Task requirements. The result should be an exact copy of only the lines from the one holding "Mark the innermost point of each instance of the snowy" through the last line of the data below, please, without pictures.

============

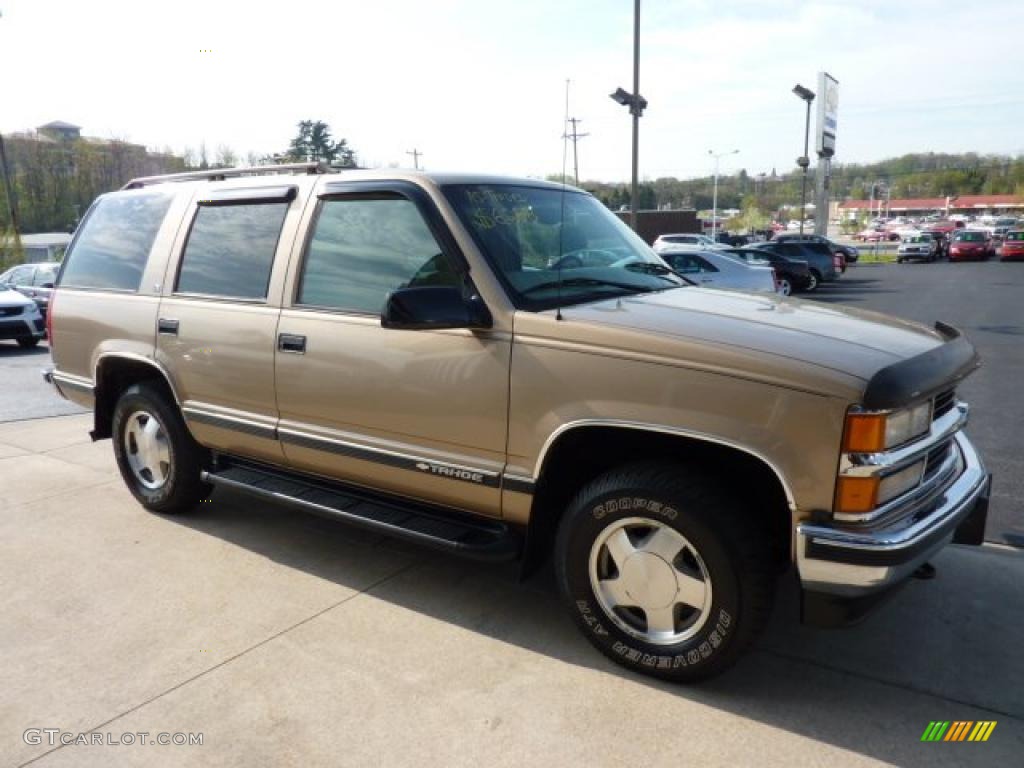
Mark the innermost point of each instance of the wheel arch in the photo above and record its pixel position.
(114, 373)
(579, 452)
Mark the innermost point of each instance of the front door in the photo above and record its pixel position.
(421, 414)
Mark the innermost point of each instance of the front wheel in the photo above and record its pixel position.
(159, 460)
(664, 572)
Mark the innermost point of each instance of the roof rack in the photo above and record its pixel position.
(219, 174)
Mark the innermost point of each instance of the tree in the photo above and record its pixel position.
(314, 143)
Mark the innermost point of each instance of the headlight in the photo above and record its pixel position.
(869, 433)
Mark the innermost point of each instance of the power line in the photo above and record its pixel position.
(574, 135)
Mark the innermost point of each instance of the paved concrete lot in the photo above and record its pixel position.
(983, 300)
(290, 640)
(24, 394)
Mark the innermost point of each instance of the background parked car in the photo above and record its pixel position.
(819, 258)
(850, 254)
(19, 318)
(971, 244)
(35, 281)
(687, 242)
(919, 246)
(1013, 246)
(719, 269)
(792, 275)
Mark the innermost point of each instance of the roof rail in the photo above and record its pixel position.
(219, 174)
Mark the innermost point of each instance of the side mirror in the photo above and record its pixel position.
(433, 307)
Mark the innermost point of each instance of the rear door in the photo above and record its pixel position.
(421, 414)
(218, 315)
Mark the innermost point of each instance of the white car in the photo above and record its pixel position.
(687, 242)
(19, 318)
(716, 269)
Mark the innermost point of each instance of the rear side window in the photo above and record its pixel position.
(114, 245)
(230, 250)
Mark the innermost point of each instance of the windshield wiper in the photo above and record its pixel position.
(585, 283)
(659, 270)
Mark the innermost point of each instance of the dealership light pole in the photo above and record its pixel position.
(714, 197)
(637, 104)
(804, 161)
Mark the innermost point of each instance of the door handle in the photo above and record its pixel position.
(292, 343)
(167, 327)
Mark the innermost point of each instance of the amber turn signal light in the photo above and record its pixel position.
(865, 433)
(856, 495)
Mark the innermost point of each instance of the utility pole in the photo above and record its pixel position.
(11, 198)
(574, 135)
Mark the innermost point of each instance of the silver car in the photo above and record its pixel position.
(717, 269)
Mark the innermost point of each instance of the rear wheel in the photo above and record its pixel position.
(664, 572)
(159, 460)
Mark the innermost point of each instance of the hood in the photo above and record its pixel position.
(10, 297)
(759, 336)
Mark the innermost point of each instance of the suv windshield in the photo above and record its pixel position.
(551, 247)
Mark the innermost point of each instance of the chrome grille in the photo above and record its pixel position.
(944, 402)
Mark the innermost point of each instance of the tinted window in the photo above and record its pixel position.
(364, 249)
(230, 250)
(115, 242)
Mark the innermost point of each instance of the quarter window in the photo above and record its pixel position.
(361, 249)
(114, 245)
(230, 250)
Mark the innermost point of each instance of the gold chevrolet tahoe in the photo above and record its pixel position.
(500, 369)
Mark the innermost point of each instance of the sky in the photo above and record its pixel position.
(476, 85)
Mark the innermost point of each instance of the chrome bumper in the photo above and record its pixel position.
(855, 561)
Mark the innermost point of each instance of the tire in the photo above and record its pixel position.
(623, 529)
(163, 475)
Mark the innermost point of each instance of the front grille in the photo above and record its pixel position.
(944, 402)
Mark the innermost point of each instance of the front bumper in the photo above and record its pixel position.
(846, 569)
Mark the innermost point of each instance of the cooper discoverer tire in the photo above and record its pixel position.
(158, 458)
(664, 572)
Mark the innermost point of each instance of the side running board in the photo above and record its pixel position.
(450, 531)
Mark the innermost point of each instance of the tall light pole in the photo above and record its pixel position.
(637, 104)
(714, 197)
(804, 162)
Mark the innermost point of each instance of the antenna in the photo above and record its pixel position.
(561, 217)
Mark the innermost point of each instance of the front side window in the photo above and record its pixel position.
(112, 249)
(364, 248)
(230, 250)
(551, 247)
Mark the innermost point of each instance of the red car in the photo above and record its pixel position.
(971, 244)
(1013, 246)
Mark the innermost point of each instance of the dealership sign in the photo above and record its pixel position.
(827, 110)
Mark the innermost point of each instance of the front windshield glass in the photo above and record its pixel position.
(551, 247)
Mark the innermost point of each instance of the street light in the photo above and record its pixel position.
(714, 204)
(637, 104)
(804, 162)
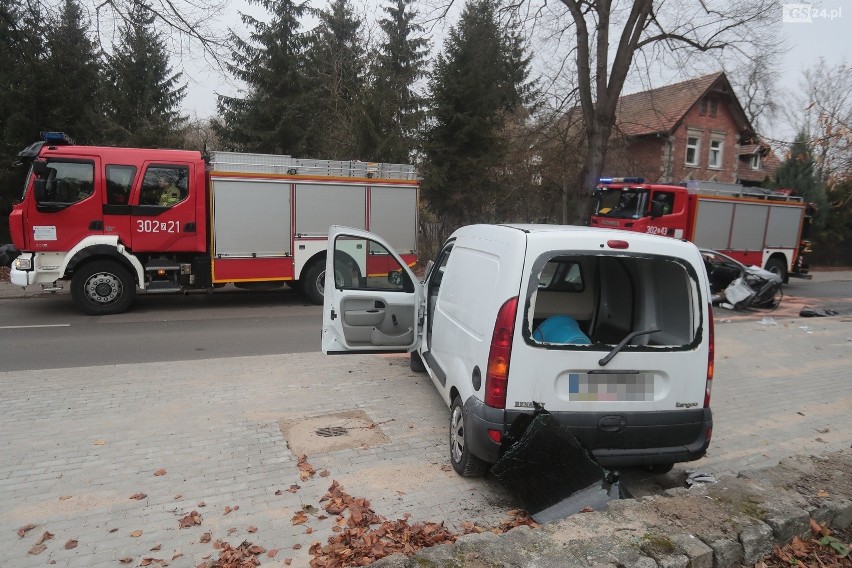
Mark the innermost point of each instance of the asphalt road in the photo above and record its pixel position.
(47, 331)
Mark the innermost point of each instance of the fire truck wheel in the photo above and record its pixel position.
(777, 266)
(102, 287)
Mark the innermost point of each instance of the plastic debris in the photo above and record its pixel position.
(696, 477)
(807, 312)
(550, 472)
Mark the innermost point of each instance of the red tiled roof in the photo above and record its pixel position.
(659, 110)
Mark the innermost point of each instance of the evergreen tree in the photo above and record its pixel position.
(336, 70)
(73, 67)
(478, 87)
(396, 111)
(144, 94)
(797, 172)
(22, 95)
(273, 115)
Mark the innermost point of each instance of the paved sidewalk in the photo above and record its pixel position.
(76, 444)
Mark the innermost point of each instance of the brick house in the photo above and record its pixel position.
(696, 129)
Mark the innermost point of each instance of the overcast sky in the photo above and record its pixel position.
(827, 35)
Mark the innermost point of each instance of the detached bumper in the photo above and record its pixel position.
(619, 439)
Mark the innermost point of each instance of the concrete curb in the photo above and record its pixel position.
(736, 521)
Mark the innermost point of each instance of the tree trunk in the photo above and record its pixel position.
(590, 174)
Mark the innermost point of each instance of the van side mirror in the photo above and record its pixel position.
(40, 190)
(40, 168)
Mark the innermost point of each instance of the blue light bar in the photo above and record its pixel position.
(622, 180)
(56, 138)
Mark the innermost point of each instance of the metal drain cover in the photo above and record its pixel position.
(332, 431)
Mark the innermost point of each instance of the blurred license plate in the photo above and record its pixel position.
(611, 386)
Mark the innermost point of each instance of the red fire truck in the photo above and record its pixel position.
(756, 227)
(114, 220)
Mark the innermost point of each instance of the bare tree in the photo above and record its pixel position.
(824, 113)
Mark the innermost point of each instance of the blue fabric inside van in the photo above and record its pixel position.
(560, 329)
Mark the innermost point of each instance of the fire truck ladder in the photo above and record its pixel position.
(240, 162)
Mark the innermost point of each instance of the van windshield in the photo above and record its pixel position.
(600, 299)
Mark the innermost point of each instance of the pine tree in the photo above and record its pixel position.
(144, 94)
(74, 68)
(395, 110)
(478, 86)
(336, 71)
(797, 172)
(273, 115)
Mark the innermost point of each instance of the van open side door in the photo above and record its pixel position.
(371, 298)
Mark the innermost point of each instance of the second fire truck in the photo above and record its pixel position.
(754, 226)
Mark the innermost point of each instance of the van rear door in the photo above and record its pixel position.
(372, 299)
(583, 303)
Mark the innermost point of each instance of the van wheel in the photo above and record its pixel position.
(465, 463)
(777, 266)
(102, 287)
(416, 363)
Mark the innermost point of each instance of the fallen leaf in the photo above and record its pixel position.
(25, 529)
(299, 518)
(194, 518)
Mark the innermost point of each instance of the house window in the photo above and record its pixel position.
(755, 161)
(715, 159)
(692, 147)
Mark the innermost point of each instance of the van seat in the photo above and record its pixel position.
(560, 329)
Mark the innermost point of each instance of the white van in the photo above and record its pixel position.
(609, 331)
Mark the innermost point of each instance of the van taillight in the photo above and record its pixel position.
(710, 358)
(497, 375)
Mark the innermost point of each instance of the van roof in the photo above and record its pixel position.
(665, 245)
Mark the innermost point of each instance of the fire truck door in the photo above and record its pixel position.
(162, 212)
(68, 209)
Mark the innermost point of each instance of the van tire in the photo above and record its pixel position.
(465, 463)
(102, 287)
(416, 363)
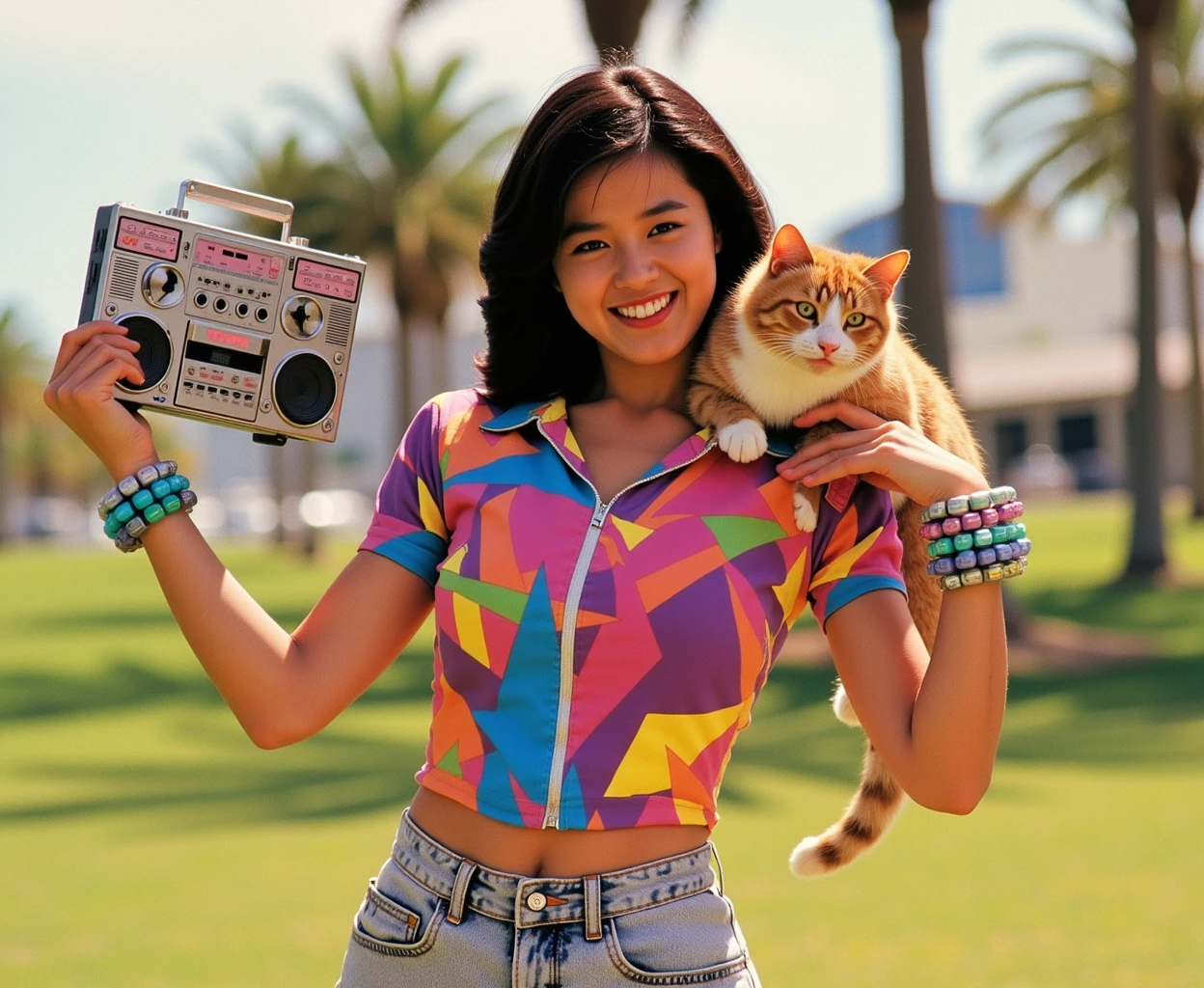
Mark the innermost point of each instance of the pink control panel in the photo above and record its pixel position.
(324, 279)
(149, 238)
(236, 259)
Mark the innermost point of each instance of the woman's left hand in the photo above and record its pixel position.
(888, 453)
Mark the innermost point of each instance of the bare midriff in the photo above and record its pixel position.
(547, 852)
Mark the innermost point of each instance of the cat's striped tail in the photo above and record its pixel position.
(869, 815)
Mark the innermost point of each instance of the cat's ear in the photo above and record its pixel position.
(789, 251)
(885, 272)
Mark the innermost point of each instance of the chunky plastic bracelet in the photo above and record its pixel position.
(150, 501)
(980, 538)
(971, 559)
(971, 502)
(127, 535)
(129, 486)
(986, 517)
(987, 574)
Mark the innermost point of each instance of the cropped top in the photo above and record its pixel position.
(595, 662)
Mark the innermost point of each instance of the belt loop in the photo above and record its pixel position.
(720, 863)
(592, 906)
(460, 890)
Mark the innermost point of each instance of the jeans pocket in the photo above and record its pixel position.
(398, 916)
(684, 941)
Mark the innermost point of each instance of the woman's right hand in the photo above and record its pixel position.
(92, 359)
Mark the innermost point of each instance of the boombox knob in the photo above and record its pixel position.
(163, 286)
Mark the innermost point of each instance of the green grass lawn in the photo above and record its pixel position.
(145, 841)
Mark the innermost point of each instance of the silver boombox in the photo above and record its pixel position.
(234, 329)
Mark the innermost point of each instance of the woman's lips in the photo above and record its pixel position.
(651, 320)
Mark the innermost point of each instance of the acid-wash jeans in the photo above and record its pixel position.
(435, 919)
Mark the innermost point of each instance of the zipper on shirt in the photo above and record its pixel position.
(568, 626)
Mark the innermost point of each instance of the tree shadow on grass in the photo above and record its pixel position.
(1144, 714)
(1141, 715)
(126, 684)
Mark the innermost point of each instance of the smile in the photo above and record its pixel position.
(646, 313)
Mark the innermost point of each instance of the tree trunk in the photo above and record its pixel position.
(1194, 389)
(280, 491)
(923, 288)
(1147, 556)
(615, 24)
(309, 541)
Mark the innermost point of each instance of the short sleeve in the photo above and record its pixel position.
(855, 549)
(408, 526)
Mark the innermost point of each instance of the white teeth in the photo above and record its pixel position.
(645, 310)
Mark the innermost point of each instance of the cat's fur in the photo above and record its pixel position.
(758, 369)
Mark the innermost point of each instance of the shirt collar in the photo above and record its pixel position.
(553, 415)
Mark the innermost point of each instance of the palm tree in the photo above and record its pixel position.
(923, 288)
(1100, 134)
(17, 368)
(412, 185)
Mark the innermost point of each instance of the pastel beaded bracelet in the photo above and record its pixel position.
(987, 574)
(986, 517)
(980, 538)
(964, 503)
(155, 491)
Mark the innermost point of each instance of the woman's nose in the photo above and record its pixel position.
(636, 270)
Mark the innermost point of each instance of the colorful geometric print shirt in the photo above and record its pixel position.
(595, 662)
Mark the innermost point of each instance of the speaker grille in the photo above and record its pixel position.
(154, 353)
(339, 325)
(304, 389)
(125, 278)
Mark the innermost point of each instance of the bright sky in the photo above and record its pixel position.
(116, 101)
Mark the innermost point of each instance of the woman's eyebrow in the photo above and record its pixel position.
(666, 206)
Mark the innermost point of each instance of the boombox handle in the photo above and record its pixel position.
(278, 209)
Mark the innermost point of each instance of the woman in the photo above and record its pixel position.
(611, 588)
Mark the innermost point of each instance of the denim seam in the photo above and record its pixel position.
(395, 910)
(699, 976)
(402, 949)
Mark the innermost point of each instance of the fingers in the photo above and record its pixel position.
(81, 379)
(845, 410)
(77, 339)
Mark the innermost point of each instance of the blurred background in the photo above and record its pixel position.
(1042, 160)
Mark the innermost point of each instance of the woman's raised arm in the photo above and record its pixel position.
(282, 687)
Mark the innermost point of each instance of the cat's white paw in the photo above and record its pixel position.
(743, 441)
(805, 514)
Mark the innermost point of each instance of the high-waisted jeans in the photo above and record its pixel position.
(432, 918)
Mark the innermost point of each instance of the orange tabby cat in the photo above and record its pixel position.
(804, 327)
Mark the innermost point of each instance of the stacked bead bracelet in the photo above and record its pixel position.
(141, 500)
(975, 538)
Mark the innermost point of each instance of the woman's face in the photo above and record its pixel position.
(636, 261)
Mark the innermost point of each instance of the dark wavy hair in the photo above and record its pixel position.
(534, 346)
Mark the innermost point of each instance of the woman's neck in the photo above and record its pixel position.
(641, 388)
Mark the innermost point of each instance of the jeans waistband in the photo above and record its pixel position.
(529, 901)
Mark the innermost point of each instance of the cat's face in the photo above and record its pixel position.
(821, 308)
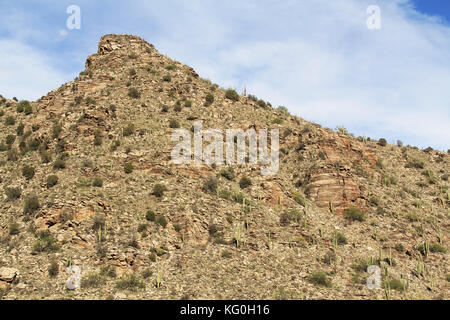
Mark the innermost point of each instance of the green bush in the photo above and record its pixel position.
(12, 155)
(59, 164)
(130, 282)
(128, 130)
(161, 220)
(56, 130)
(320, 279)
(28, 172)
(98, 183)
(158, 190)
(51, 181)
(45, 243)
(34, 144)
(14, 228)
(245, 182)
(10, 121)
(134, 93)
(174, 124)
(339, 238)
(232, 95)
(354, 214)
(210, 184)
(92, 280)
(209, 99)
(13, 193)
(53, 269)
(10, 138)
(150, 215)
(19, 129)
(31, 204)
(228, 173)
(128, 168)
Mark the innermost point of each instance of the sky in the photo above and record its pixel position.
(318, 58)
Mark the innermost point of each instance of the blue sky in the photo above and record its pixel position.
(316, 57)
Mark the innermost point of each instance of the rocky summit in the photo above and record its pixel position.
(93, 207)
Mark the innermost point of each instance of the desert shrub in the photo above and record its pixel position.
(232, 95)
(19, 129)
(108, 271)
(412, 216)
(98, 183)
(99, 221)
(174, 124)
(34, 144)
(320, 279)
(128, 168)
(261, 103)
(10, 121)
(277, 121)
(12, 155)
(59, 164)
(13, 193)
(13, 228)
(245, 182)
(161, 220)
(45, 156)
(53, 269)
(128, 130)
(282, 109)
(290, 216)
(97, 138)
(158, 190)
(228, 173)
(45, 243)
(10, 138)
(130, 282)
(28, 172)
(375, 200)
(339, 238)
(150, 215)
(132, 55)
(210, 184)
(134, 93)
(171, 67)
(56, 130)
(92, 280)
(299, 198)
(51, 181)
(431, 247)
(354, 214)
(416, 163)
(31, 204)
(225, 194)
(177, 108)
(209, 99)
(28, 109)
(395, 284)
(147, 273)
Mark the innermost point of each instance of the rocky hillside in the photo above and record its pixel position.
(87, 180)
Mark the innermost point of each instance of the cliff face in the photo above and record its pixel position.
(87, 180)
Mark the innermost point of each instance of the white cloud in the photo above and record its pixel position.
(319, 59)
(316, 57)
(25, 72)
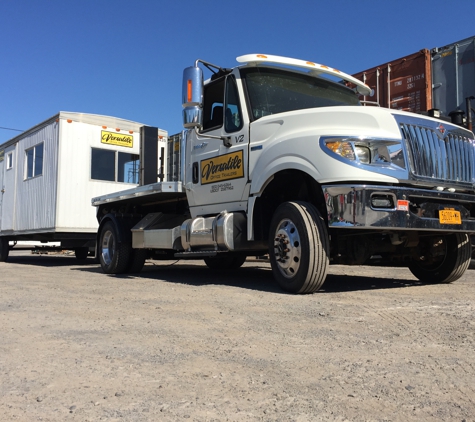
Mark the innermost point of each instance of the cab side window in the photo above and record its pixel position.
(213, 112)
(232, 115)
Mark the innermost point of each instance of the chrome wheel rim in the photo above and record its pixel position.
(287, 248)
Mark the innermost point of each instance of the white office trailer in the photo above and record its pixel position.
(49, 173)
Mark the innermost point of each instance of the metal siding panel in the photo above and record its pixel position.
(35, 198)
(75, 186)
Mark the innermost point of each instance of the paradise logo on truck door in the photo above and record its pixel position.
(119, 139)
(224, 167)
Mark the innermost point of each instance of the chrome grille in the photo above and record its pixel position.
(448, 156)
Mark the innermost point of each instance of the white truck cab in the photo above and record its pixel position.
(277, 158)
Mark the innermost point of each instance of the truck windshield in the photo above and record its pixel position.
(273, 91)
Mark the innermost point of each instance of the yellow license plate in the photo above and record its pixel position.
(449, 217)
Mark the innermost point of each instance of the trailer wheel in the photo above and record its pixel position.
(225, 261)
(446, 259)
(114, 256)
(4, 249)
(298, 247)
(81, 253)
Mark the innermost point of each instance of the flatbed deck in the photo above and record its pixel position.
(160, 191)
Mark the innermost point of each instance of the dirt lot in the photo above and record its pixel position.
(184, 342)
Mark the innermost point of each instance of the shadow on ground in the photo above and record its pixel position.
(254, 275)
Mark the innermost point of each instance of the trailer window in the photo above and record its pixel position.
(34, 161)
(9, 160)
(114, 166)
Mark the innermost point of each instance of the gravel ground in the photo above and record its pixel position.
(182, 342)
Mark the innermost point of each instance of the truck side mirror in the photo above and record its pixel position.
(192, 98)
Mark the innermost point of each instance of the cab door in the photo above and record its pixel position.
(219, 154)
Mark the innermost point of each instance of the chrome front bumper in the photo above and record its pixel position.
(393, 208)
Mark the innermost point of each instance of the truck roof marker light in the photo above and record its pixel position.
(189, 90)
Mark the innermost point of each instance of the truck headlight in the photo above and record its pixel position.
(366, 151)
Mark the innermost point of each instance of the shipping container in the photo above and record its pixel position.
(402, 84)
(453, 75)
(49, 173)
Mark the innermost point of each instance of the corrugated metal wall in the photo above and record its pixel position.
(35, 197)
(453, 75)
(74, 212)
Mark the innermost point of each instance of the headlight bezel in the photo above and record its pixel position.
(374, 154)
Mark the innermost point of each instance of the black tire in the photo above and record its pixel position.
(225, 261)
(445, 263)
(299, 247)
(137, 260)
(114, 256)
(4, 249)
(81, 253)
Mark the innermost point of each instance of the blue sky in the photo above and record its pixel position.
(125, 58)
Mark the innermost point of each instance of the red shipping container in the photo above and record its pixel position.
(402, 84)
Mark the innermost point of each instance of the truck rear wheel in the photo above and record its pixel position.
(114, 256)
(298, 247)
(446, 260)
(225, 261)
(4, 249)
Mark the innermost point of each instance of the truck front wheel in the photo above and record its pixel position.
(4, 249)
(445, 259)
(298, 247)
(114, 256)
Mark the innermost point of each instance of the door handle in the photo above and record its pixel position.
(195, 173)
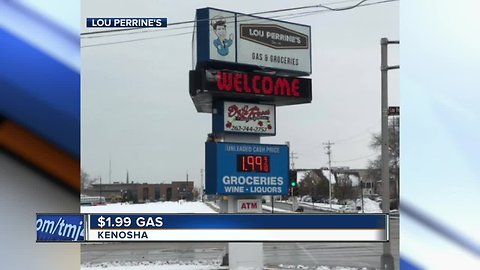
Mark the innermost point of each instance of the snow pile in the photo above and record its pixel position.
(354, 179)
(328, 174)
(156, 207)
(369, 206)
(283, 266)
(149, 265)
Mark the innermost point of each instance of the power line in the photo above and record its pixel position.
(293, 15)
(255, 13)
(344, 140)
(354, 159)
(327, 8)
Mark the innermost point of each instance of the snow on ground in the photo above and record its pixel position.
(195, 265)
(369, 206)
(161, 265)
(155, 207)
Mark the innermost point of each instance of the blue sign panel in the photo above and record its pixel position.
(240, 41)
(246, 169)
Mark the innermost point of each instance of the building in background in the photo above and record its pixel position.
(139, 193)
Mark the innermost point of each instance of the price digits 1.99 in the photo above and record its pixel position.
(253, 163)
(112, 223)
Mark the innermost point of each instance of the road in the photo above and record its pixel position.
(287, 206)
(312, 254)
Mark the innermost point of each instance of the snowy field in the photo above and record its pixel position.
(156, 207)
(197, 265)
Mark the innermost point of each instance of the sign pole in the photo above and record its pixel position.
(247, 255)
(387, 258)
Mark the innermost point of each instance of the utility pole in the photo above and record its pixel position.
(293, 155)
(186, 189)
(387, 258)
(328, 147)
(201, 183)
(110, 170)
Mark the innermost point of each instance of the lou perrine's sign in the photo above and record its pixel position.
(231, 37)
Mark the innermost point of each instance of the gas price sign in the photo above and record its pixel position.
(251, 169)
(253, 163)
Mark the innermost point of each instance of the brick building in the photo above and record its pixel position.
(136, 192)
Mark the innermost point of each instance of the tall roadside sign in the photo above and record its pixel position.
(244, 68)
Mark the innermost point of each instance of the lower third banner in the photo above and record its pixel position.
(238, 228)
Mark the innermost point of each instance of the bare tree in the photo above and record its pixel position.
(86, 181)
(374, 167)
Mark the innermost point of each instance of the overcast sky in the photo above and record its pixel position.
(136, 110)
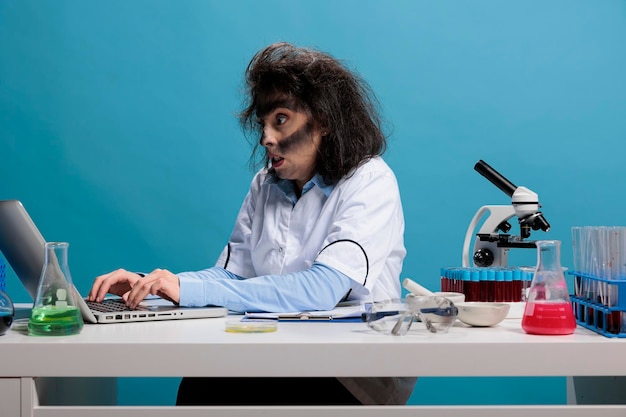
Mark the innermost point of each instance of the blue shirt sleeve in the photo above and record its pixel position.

============

Exercise solution.
Mark the innermost point of each instance of the snowy field in the photo above and record its pixel position.
(156, 207)
(197, 265)
Mark the innermost point of each instance of the sign pole in the photo above and record its pixel position.
(247, 255)
(387, 258)
Mark the innermost point of each instance of the utility pole in the photo above and record its pixel position.
(293, 155)
(186, 189)
(387, 258)
(328, 147)
(201, 183)
(110, 170)
Mark the innermost point of each instance of the lou perrine's sign in the photo above and record its pixel position.
(231, 37)
Mark the innermost point of each instance of the gas price sign in the photo above and record its pixel position.
(251, 169)
(253, 163)
Mark the innermost point of each instance of the brick building in the photo above and record its pixel position.
(136, 192)
Mark the innermost point of each instance of the tall roadside sign in the photo above and record its pixel position.
(244, 68)
Mark the innermost point of each instance of the lower third banner in the photo above and record its pixel position.
(238, 228)
Mark the innermost point of each instance of the bare tree in the photo above and record its pixel position.
(86, 181)
(374, 167)
Mark the innermost point of each instance of the overcast sky in the photo above and record its pixel position.
(136, 110)
Mark the innermost point of each instance of the blue shirt sleeve in the photo above and record its pixel position.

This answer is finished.